**SOURCE TEXT:**
They house LongHorn Steakhouse, Bull Market Restaurant & Taverna, The Wild Hare Sports Cafe, Palmettos Restaurant and Liberty Tap Room.
But more importantly, the two canopies are symbolic of the district's railroading past and underscore the Vista's unique character
"We figured it was well worth our while to give it a new life," city construction manager Ken Wells said of the Seaboard canopy.
The canopy on the north side of Gervais Street was renovated in the 1990s when the South Carolina Railroad's Union Depot was turned into the Blue Marlin.
But the canopy on the south side of Gervais has been in disrepair for decades.
Clogged gutters caused water to flow into the electrical system onto nearby businesses. Water could sometimes be seen running down into the light fixtures.
"It makes you wonder when you see a light fixture filling up with water," Gantt said.

**DATA ROWS:**

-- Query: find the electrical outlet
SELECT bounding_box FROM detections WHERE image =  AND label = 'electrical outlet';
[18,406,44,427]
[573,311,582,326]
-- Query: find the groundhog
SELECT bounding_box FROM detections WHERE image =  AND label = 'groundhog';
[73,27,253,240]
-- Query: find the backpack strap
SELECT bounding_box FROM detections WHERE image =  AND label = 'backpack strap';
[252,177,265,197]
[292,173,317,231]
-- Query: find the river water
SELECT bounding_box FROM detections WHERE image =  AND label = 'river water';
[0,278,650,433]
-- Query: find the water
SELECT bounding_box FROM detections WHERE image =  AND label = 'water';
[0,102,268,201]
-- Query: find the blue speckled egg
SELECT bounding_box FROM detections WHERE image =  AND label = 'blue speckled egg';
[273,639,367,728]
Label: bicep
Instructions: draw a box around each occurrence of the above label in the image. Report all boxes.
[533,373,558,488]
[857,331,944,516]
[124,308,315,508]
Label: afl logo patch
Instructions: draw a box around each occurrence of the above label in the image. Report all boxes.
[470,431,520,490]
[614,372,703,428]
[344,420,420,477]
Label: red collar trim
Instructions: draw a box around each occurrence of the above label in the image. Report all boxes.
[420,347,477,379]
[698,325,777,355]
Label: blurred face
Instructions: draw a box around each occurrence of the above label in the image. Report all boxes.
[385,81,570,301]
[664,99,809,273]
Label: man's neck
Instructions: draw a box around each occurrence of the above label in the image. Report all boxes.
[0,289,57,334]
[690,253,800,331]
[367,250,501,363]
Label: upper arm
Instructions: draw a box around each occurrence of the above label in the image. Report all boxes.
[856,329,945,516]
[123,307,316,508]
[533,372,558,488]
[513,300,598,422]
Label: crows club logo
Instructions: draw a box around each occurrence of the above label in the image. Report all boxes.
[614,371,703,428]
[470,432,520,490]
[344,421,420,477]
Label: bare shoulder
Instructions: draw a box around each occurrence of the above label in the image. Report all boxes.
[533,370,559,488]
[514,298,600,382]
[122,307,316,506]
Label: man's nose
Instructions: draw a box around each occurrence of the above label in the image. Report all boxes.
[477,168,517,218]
==
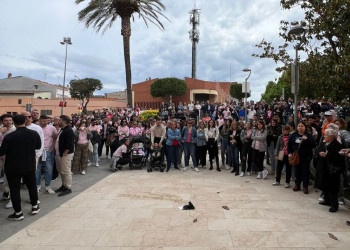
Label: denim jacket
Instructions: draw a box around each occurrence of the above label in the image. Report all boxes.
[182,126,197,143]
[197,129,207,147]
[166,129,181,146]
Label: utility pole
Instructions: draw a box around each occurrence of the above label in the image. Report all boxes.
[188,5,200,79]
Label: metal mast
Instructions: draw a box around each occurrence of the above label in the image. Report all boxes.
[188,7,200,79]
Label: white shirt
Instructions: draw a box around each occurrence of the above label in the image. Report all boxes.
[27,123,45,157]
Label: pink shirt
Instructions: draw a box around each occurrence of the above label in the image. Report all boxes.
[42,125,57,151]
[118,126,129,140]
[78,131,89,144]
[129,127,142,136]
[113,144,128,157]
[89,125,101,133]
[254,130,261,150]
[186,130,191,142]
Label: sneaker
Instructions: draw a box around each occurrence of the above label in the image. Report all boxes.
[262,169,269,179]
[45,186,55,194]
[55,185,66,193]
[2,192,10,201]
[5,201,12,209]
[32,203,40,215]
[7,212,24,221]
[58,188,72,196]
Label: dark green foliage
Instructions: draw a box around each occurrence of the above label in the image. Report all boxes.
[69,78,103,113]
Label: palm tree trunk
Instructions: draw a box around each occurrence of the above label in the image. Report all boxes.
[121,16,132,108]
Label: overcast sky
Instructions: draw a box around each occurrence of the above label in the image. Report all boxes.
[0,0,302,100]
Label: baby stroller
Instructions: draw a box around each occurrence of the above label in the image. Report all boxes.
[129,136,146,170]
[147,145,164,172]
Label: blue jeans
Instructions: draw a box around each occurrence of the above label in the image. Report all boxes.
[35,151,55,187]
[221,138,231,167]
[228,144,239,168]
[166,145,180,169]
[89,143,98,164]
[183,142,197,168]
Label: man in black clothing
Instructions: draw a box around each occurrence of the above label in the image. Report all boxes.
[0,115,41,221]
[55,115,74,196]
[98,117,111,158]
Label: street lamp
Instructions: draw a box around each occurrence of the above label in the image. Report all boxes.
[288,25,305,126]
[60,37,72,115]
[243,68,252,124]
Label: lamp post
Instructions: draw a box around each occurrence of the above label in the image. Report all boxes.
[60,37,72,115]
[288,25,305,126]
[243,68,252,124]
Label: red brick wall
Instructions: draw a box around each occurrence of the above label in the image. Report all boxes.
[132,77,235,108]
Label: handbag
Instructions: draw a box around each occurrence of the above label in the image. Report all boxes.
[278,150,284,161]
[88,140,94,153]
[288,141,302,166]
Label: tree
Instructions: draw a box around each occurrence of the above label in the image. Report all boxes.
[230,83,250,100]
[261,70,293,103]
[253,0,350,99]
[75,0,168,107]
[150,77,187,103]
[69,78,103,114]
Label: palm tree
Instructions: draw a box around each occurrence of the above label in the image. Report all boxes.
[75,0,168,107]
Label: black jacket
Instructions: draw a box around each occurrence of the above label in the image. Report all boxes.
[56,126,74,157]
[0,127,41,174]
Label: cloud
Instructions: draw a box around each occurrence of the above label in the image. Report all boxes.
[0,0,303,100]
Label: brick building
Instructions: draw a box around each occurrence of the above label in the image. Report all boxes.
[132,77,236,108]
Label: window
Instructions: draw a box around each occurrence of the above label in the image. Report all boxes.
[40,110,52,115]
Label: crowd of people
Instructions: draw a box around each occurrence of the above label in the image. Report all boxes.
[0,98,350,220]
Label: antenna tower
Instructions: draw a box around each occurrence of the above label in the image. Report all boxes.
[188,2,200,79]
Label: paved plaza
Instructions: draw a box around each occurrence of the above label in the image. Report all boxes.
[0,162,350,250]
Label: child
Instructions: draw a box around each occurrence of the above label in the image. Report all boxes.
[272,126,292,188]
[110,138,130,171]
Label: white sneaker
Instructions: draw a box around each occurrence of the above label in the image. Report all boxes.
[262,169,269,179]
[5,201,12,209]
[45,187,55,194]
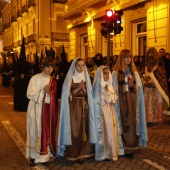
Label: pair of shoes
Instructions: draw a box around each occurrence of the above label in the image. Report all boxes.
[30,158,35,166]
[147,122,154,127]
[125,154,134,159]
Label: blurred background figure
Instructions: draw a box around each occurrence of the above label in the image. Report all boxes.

**YOUR TASK:**
Continue the text on the Gervais Street railroad canopies, starting after its final sentence.

**RESPONSE FOR THIS EXERCISE:**
The I & E Specialty construction firm of Lexington is replacing the asbestos roof, removing lead paint and installing a new electrical system, guttering and lights. The whole thing is also getting a new white paint job.
Workers have been toiling from 2 a.m. to 11 a.m. to avoid the restaurants' operating hours. The work should be completed in about two weeks.
B.J. Bauman, manager of The Wild Hare, said he appreciates the upgrade and anticipates it will enhance his business.
"In the summer and whenever there is an event at the Colonial Center, those tables do really well," he said. "(Repairs) will help our business."